__Exercise__.
Recast all of the entries below as a two-column CSV with the columns entry_text and answer, one row per entry. Put each entry's text and its answer in one quoted field apiece, with line breaks replaced by spaces.

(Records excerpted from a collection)
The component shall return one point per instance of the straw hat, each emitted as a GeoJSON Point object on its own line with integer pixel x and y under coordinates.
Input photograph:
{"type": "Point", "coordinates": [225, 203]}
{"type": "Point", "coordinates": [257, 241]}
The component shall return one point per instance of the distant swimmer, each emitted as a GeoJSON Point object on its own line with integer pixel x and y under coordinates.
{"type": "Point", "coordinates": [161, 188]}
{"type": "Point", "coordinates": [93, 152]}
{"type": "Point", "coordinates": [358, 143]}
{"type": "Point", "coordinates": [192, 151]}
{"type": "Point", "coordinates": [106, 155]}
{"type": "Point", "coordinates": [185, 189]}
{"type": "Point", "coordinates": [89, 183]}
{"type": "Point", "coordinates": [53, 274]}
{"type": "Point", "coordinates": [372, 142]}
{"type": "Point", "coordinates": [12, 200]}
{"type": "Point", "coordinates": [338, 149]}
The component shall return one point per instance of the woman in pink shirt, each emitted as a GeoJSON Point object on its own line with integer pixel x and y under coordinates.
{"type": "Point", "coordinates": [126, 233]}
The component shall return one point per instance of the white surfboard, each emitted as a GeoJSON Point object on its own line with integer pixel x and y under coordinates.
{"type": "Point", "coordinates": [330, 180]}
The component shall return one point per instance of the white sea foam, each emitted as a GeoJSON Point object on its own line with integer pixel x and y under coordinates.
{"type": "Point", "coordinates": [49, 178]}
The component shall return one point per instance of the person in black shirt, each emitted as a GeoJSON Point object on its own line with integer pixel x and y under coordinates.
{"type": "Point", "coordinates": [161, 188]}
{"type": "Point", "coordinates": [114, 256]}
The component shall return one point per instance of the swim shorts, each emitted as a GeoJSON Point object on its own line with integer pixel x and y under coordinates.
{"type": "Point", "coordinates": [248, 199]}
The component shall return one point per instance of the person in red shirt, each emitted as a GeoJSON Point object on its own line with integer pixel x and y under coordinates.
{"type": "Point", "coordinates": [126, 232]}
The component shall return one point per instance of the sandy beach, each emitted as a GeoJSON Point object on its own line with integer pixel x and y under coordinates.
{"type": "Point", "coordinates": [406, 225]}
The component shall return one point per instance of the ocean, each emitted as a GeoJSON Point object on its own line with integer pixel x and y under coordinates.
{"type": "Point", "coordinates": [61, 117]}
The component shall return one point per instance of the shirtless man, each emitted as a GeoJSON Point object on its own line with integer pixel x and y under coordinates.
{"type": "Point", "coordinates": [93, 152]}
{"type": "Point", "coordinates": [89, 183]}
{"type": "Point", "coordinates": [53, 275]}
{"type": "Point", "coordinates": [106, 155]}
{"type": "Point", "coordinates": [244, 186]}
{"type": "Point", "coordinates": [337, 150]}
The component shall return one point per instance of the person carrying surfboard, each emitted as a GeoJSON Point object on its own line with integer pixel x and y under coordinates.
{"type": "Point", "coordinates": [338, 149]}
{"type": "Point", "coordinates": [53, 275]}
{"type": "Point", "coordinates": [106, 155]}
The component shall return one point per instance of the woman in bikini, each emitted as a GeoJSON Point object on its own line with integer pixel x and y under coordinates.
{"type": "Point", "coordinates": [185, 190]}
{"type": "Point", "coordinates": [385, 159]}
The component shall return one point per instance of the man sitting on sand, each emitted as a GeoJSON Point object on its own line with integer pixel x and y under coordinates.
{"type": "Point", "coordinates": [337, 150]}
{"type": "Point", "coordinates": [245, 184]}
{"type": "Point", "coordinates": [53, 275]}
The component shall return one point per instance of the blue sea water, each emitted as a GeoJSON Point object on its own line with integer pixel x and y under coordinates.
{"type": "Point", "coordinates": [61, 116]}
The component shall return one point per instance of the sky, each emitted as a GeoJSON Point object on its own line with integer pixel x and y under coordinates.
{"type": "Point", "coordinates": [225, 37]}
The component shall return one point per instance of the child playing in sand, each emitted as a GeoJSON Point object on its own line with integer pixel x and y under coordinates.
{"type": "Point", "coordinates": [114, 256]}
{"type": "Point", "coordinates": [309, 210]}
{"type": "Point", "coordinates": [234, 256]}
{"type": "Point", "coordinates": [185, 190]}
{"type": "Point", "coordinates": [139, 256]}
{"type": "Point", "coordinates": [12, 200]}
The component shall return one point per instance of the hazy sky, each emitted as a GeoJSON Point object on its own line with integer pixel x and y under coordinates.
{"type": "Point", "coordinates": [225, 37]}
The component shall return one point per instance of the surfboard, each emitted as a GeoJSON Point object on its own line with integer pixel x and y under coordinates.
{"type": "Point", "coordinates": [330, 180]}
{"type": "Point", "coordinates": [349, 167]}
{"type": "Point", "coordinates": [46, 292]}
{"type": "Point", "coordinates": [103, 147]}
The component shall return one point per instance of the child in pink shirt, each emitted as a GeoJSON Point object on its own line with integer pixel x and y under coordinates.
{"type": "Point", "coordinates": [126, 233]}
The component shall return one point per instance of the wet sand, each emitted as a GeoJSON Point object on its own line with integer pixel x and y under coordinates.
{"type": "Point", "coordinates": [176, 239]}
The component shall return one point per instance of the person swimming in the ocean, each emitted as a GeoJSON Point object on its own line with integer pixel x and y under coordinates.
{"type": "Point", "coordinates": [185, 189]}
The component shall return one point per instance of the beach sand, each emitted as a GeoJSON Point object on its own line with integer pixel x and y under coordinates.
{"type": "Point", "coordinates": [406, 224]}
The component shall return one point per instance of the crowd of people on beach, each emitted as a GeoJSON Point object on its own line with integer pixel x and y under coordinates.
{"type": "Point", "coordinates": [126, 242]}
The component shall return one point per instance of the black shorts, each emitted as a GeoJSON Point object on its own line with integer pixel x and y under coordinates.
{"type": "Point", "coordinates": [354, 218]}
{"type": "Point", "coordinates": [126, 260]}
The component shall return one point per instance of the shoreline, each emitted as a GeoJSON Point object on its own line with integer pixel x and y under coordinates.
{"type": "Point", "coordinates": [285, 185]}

__Final answer__.
entry_text,answer
"The component shall return one point per instance of the straw hat, each emitted as a GeoJSON Point object on its own line with integer pixel x and y under coordinates. Input photograph:","{""type"": ""Point"", ""coordinates"": [225, 203]} {""type"": ""Point"", ""coordinates"": [257, 241]}"
"The component shall return one point per instance of the distant swimmer, each emitted as a GeoJSON Point object on its own line with integer pixel x and y under coordinates.","{""type"": ""Point"", ""coordinates"": [161, 188]} {""type"": ""Point"", ""coordinates"": [93, 152]} {""type"": ""Point"", ""coordinates"": [358, 143]} {""type"": ""Point"", ""coordinates"": [192, 151]} {""type"": ""Point"", ""coordinates"": [106, 155]} {""type"": ""Point"", ""coordinates"": [185, 189]} {""type"": ""Point"", ""coordinates"": [89, 183]} {""type"": ""Point"", ""coordinates"": [53, 274]} {""type"": ""Point"", ""coordinates"": [372, 142]} {""type"": ""Point"", ""coordinates"": [12, 200]} {""type"": ""Point"", ""coordinates"": [338, 149]}"
"The component shall return one point per instance of the woman in pink shirt, each emitted as a GeoJSON Point object on its own line with integer pixel x and y under coordinates.","{""type"": ""Point"", ""coordinates"": [126, 233]}"
"The component shall return one point per instance of the white surfboard, each emitted as a GeoJSON Point object on its own line with integer pixel x and y under coordinates.","{""type"": ""Point"", ""coordinates"": [330, 180]}"
"The component shall return one point per instance of the white sea foam, each emitted as a GeoJSON Point object on its own line with integer pixel x and y under coordinates.","{""type"": ""Point"", ""coordinates"": [49, 178]}"
"The component shall return one point per instance of the person in black shirt, each emitted as a GeoJSON Point object on its own line with integer pixel x and y under coordinates.","{""type"": ""Point"", ""coordinates"": [161, 188]} {""type"": ""Point"", ""coordinates"": [114, 256]}"
"The component shall return one point per instance of the swim shorts, each emitted as a GeoJSON Point object on its own line with integer pixel x and y under coordinates.","{""type"": ""Point"", ""coordinates"": [248, 199]}"
"The component shall return one point per instance of the person in red shirt, each emitted as a GeoJSON Point object on its own line with integer pixel x and y under coordinates.","{""type"": ""Point"", ""coordinates"": [126, 232]}"
"The component shall return one point per instance of the sandy beach, each emitted as a GeoJSON Point object on its own line with integer pixel x and y under coordinates.","{""type"": ""Point"", ""coordinates"": [406, 225]}"
"The component shall return one point per instance of the ocean, each emitted as a GeoJSON Point object on its own line with integer pixel x and y under coordinates.","{""type"": ""Point"", ""coordinates"": [61, 117]}"
"The component shall return one point per instance of the shirtless man, each emitted as a GeoJSON Point object on its own line with integer pixel x and y under coordinates.","{""type"": ""Point"", ""coordinates"": [93, 152]} {""type"": ""Point"", ""coordinates"": [89, 183]} {""type"": ""Point"", ""coordinates"": [53, 275]} {""type"": ""Point"", ""coordinates"": [106, 155]} {""type"": ""Point"", ""coordinates"": [244, 186]} {""type"": ""Point"", ""coordinates"": [337, 150]}"
"The component shall return one point per instance of the person carrying surfboard, each emitted as a GeoJSON Point object on its own line with integer pixel x and y under coordinates.","{""type"": ""Point"", ""coordinates"": [338, 149]} {""type"": ""Point"", ""coordinates"": [53, 275]} {""type"": ""Point"", ""coordinates"": [106, 155]}"
"The component shall return one point per instance of the woman in bikini, each emitted as a GeoJSON Point object on its own line with integer pixel x and y under coordinates.","{""type"": ""Point"", ""coordinates"": [185, 190]} {""type"": ""Point"", ""coordinates"": [385, 159]}"
"The component shall return one point per instance of the man sitting on sand, each emitted as a GeoJSON Point object on its own line with integer pixel x and y under coordinates.","{""type"": ""Point"", ""coordinates"": [337, 150]} {""type"": ""Point"", ""coordinates"": [245, 184]} {""type"": ""Point"", ""coordinates"": [53, 275]}"
"The component shall return one point per instance of the blue sea water, each emitted as a GeoJSON Point object on its own line with integer pixel x and y under coordinates.","{""type"": ""Point"", ""coordinates"": [61, 116]}"
"The component shall return one point per instance of the sky, each emitted as a GeoJSON Point object on its own line with integer pixel x and y under coordinates.","{""type"": ""Point"", ""coordinates"": [225, 37]}"
"The component shall return one point per instance of the child playing in sand, each emitted as a GeoJSON Point object on its own line with integer pixel x and y under coordinates.","{""type"": ""Point"", ""coordinates"": [114, 256]} {""type"": ""Point"", ""coordinates"": [309, 210]} {""type"": ""Point"", ""coordinates"": [234, 256]} {""type"": ""Point"", ""coordinates"": [185, 190]} {""type"": ""Point"", ""coordinates"": [139, 256]} {""type"": ""Point"", ""coordinates"": [12, 200]}"
"The component shall return one point per instance of the hazy sky, each emitted as a GeoJSON Point object on its own line with integer pixel x and y under coordinates.","{""type"": ""Point"", ""coordinates"": [225, 37]}"
"The component shall return one point per instance of the surfboard, each emitted as a GeoJSON Point object on its own line with integer pixel x and y under coordinates.","{""type"": ""Point"", ""coordinates"": [330, 180]} {""type"": ""Point"", ""coordinates"": [349, 167]} {""type"": ""Point"", ""coordinates"": [46, 292]} {""type"": ""Point"", ""coordinates"": [103, 147]}"
"The component shall return one point per instance of the child in pink shirt, each emitted as a GeoJSON Point object on its own line with integer pixel x and y under coordinates.","{""type"": ""Point"", ""coordinates"": [126, 233]}"
"The component shall return one point per instance of the wet sand, each emitted as a GeoJSON Point object on its own line with integer pixel x and y under coordinates.","{""type"": ""Point"", ""coordinates"": [176, 239]}"
"The component shall return one point per instance of the person swimming in the ocean, each emitted as a GeoJSON Point object on its own line with integer pixel x and y under coordinates.","{""type"": ""Point"", ""coordinates"": [185, 189]}"
"The component shall return one point per instance of the beach sand, each emitted as a GeoJSON Point object on its own line with integer pixel x and y under coordinates.","{""type"": ""Point"", ""coordinates"": [406, 224]}"
"The component shall return one point per instance of the crowd of people on beach, each emitted as a GeoJSON Point object on its own line with integer pixel x and y under coordinates.","{""type"": ""Point"", ""coordinates"": [126, 242]}"
"The component shall return one point per instance of the black shorts, each emitted as a GeoJSON Point object on its own line with integer pixel x and y under coordinates.","{""type"": ""Point"", ""coordinates"": [354, 218]} {""type"": ""Point"", ""coordinates"": [126, 260]}"
"The component shall return one point per instance of the shoreline, each emitted as a GeoJSON Point object on its own line with integer pixel x and y under coordinates.","{""type"": ""Point"", ""coordinates"": [285, 185]}"